Records excerpted from a collection
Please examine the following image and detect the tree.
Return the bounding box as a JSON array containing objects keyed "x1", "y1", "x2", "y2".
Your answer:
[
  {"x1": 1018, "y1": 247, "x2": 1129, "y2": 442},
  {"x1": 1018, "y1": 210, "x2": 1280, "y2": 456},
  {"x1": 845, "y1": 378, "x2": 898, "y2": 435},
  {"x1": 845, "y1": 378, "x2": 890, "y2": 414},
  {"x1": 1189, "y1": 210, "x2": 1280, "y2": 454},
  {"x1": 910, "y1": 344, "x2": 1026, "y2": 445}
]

→ DIRECTIONS: Copy all data exactly, start to finish.

→ PROBLEM SOLUTION:
Please examine the following image and detect the tree.
Return the bounding box as a JSON array containing objects keyed "x1", "y1", "x2", "y2".
Your answer:
[
  {"x1": 1018, "y1": 247, "x2": 1129, "y2": 442},
  {"x1": 1018, "y1": 210, "x2": 1280, "y2": 456},
  {"x1": 845, "y1": 378, "x2": 898, "y2": 435},
  {"x1": 845, "y1": 378, "x2": 890, "y2": 414},
  {"x1": 1189, "y1": 210, "x2": 1280, "y2": 454},
  {"x1": 910, "y1": 344, "x2": 1026, "y2": 445}
]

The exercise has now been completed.